[Position identification records]
★ ★ ★ ★ ★ ★ ★
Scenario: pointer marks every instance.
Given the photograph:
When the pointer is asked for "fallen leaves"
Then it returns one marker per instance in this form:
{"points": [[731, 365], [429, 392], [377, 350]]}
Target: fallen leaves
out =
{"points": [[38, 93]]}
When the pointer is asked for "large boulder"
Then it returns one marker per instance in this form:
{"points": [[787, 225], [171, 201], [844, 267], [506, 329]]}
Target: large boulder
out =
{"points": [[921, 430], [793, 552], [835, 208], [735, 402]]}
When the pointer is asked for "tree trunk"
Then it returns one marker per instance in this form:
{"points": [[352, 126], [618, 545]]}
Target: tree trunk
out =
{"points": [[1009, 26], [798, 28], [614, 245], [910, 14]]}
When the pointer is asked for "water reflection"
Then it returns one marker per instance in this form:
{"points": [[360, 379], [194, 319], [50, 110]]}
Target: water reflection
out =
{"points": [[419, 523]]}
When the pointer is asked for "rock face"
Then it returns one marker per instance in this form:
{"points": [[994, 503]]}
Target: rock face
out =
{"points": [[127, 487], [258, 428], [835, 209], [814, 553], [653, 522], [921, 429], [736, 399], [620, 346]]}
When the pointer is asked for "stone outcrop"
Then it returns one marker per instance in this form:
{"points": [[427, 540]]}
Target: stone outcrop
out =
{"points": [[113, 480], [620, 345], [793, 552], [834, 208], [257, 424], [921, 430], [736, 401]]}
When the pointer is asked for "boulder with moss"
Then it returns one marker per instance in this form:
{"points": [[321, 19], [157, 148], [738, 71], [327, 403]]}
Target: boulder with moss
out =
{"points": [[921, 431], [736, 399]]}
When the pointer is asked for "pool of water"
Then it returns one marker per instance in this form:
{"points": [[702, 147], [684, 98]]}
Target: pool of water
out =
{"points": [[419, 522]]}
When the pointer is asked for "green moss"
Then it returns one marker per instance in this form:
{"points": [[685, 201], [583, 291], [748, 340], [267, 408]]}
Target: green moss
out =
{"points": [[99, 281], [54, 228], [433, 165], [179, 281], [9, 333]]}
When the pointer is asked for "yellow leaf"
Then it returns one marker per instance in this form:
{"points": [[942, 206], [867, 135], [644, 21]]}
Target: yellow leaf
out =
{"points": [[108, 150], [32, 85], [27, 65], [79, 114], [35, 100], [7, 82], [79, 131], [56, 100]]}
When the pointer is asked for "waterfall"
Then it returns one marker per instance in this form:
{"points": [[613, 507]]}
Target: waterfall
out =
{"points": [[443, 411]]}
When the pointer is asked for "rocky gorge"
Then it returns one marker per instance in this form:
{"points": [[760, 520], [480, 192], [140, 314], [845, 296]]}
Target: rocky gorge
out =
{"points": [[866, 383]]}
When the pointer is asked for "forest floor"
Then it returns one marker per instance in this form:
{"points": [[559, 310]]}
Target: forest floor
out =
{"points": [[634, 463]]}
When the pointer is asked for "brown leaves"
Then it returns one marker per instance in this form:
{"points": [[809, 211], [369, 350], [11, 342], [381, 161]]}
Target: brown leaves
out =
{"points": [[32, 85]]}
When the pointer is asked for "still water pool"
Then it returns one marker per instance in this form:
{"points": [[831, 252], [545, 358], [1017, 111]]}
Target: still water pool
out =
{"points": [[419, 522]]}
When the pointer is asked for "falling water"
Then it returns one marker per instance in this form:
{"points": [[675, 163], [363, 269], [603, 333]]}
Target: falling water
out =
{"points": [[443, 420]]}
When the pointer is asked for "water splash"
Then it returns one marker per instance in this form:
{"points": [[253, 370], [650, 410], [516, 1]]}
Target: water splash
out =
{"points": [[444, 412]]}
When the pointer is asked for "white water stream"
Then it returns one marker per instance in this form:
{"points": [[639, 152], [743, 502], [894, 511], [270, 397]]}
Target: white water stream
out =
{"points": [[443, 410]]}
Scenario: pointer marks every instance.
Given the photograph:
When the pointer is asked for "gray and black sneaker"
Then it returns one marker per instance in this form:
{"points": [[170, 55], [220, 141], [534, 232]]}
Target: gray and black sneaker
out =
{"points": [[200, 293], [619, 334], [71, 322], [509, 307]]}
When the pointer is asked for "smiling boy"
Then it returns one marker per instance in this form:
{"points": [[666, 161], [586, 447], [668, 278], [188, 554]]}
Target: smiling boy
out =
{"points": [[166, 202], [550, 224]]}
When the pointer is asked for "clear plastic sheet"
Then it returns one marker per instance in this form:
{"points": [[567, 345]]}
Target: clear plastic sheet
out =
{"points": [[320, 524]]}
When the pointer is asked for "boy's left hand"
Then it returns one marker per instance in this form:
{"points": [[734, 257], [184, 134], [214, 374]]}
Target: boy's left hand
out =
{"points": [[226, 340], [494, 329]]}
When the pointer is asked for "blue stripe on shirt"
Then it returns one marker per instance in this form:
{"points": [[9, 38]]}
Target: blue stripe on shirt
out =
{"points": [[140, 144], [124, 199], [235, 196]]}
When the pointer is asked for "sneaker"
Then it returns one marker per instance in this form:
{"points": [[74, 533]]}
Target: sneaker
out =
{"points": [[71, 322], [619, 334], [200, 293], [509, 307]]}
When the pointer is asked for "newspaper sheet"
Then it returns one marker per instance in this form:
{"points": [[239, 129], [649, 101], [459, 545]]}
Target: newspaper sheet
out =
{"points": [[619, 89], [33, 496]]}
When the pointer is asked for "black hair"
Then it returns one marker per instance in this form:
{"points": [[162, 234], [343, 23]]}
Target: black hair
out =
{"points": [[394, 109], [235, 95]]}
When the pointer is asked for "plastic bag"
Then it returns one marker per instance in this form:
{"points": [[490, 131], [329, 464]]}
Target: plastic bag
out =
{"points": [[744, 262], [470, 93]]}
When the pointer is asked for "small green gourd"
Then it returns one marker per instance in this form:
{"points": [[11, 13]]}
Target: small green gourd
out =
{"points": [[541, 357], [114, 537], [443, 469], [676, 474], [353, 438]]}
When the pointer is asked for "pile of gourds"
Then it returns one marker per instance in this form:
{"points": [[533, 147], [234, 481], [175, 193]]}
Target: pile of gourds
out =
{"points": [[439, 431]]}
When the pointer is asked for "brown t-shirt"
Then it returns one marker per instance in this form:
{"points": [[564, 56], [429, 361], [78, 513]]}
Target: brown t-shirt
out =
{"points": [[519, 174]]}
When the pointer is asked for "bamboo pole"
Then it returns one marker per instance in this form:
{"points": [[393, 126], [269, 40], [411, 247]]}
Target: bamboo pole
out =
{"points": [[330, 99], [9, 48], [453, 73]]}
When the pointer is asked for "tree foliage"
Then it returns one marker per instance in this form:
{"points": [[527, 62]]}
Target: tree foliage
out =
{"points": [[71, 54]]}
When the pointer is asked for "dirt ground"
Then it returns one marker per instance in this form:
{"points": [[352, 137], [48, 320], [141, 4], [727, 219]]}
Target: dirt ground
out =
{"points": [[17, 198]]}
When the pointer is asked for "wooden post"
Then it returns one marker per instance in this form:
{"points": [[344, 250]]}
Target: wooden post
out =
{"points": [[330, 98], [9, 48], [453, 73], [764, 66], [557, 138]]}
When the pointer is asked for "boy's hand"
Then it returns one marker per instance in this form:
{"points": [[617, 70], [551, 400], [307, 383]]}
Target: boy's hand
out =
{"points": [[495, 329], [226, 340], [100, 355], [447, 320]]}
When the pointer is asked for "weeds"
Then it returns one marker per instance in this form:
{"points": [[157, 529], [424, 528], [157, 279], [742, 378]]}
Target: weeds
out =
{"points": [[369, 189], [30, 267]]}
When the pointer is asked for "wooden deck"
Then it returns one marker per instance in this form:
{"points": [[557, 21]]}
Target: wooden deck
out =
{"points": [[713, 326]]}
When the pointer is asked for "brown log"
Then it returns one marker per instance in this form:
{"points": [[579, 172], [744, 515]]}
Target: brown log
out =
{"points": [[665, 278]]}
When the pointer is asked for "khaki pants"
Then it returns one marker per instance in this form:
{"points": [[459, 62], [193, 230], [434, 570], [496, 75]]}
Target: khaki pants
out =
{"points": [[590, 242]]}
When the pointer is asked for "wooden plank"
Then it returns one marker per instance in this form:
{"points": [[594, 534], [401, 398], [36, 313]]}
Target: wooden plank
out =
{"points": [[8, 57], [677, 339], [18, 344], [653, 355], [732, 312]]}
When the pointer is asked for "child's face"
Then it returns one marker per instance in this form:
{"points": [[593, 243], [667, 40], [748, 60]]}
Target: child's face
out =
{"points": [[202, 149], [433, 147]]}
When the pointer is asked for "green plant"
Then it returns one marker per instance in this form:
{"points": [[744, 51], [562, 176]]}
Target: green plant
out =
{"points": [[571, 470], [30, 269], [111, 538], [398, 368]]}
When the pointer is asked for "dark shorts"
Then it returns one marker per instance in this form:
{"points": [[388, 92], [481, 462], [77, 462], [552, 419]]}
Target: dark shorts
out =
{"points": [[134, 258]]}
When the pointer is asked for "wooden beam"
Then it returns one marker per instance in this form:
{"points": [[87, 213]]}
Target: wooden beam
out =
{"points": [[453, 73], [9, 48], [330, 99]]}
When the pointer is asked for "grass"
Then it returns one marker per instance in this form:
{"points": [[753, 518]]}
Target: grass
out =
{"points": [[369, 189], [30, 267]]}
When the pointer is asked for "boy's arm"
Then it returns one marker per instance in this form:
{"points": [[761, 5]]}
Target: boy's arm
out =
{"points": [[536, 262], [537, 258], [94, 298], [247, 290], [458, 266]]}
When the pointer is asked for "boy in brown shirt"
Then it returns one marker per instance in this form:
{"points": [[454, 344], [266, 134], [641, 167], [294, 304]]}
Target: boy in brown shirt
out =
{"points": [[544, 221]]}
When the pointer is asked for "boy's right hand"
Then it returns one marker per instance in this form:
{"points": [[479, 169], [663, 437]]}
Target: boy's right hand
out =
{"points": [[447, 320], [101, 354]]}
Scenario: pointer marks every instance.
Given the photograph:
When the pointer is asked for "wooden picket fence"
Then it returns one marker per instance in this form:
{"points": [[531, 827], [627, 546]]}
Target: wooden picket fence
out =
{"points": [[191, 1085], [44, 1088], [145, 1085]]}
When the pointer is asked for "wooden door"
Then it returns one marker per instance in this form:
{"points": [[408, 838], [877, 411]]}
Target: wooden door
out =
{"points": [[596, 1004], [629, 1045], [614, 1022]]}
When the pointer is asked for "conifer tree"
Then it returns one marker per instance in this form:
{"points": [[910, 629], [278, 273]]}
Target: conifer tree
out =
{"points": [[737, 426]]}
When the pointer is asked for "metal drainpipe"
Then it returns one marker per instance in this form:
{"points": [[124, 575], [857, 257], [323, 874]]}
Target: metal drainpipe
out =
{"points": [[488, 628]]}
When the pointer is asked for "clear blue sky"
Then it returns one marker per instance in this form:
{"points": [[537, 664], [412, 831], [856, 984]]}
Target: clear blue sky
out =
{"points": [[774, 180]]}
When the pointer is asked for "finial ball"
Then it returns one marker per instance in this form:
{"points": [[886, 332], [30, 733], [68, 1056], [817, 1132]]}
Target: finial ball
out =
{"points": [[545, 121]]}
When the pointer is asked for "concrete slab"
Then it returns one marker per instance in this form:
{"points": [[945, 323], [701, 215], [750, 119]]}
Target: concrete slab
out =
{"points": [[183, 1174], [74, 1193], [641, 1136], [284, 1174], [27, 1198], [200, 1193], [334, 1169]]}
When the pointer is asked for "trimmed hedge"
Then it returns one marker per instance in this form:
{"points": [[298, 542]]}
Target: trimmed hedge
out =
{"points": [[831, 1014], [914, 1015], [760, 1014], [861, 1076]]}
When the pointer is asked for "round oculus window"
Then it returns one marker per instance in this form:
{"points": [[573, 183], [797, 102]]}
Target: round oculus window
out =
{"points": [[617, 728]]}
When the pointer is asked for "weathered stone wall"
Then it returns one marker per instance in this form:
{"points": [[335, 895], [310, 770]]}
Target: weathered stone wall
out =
★ ★ ★ ★ ★ ★ ★
* **Work to do**
Return each line of the items that contains the word "falling", with case counting toward a match.

* **Response**
When the pointer is asked for "falling water"
Target: falling water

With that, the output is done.